▸ Exercise aim
Count the lines in the entries below that contain the string "skyline", treating uppercase and lowercase as different. Give only the number.

▸ Task input

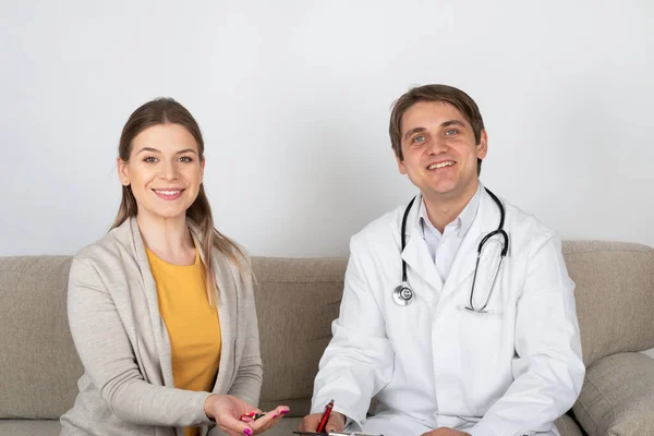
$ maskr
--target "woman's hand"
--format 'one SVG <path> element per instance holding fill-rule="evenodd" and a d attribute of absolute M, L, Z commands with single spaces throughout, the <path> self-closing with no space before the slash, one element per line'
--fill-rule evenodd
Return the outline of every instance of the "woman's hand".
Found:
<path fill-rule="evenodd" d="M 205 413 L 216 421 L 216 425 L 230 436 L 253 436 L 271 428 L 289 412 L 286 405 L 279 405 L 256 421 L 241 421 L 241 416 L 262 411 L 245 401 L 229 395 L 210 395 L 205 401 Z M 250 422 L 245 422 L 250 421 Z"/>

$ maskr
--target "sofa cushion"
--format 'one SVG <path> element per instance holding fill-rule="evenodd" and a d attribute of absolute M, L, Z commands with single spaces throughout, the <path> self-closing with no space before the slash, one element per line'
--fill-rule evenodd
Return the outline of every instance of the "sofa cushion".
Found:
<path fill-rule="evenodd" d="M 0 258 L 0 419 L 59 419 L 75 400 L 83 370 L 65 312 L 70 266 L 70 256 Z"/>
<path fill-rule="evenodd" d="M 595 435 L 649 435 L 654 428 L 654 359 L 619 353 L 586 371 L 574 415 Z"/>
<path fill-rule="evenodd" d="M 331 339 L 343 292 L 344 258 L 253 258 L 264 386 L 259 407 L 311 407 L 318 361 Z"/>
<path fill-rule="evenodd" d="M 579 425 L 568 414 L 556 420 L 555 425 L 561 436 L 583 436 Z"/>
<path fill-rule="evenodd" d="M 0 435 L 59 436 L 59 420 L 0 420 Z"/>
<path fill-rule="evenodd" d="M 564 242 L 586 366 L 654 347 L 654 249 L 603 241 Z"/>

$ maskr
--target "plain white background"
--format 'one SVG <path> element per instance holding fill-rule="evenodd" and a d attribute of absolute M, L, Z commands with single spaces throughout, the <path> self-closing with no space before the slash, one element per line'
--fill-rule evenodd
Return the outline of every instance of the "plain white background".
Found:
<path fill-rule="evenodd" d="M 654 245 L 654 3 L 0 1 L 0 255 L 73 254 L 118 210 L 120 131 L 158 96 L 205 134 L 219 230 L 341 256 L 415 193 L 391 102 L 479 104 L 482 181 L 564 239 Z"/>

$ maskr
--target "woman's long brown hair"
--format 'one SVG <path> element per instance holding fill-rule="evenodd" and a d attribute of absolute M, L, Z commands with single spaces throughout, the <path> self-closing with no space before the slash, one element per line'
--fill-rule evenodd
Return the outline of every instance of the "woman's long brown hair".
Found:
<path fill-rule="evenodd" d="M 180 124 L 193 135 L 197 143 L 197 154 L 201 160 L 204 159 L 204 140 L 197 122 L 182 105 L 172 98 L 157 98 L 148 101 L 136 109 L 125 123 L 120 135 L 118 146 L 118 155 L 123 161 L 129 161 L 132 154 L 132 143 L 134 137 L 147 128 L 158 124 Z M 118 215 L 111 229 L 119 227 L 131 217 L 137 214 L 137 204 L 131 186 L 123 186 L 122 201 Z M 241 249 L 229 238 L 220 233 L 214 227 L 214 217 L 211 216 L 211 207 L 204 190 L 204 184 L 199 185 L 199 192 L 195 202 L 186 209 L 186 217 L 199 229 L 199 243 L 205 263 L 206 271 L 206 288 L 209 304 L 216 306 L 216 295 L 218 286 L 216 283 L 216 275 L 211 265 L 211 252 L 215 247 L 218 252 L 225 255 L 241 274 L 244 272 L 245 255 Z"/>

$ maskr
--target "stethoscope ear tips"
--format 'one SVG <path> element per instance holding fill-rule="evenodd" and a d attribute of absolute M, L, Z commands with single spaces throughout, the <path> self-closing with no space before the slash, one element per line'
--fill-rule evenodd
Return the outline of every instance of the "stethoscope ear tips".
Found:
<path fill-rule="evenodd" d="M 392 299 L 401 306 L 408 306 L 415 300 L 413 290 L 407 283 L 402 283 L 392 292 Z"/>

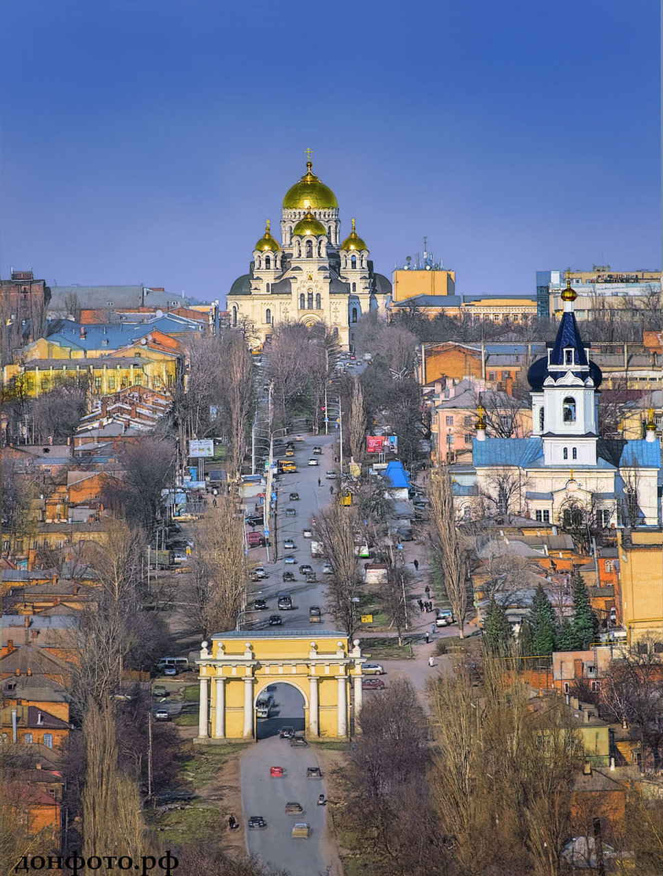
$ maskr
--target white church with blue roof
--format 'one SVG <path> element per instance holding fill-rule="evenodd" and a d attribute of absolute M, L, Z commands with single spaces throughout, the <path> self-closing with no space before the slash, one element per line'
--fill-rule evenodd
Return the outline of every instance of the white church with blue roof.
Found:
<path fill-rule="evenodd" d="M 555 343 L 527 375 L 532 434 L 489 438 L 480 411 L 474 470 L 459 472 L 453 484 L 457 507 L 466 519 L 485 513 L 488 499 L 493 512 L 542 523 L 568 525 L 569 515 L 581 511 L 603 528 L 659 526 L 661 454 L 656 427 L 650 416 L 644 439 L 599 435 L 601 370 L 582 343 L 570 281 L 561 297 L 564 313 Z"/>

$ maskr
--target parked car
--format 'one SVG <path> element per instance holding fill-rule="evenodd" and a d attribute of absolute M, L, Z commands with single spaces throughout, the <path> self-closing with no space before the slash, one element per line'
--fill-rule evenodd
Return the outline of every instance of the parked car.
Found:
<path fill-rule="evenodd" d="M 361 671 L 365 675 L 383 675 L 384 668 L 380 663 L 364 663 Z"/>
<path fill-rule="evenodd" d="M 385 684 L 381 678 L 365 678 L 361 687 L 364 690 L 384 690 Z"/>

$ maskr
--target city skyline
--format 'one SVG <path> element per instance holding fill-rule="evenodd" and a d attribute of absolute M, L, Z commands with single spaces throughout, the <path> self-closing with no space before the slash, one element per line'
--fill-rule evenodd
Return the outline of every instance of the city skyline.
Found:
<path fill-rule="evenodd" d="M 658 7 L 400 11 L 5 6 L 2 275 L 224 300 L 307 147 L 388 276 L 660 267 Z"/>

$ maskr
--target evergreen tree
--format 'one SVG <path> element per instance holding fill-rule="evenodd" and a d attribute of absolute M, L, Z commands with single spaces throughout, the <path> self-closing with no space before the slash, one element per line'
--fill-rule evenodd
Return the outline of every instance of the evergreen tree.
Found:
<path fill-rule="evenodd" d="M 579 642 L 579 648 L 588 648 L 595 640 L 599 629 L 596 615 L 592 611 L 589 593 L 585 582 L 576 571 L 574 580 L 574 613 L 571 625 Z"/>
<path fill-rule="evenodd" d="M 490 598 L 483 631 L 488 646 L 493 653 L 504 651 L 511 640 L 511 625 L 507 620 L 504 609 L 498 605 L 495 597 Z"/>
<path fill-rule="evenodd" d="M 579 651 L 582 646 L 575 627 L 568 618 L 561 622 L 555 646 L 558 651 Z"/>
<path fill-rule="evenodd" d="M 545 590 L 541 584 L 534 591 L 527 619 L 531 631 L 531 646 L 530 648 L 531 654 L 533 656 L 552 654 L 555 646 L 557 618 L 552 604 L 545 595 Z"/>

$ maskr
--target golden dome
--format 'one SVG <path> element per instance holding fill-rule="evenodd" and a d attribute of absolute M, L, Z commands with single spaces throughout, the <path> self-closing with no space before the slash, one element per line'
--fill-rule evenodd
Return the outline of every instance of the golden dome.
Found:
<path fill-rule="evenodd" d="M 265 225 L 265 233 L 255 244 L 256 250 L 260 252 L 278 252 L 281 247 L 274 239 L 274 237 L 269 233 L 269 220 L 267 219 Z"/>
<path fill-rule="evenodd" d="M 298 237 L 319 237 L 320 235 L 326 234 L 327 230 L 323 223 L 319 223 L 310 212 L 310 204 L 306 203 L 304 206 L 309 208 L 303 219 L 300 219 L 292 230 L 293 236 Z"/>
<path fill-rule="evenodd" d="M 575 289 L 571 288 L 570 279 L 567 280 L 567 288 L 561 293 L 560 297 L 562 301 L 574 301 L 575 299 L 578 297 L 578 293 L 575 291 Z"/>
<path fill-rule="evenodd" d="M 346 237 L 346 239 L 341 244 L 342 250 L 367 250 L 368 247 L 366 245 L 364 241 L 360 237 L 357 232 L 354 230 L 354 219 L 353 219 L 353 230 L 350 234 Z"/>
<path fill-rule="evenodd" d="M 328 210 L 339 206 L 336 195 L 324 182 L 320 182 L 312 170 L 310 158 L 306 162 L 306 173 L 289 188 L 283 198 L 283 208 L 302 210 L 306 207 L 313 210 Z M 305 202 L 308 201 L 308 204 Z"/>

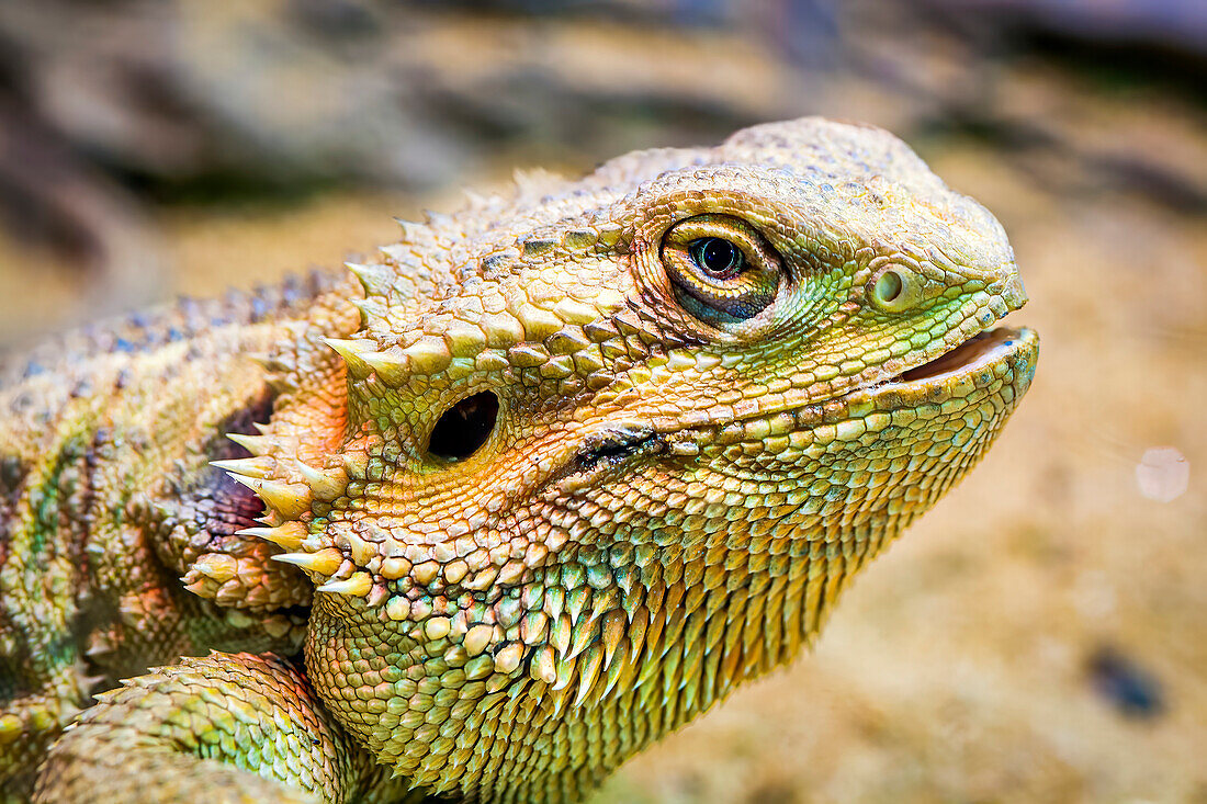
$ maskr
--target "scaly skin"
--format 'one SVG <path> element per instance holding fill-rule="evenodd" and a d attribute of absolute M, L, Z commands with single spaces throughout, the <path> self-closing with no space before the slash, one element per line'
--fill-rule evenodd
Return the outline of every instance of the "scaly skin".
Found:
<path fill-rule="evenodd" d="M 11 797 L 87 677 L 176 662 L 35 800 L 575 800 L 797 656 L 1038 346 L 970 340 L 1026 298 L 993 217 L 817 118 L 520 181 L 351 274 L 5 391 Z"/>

▸ Exercise answer
2